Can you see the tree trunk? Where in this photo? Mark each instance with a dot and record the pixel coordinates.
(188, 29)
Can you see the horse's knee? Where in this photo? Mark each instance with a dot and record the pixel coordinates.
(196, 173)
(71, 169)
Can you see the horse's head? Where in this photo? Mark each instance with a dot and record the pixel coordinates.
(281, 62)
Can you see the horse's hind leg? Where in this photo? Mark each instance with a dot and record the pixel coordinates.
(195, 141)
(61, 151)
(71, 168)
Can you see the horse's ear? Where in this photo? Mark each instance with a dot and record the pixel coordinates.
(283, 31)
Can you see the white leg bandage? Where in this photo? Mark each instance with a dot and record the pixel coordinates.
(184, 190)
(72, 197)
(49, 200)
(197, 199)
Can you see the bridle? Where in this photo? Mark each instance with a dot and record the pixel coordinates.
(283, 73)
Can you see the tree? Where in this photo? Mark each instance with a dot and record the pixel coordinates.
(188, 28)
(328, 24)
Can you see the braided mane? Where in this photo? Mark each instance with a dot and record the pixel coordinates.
=-=-=
## Task description
Please print, unchanged, the lines from the one holding "Can you see the bridle?" through the last line of the listing above, including both and omitting the rest.

## Result
Can you see the bridle? Where in this photo? Mark each instance with a dot and record the pixel coordinates.
(283, 73)
Can you see the tree? Where in this photo? Mark each instance with a dot and record the pixel coordinates.
(188, 28)
(328, 24)
Can you see the braided mane? Where in this photo? Mark each instance with a dot and record the pixel coordinates.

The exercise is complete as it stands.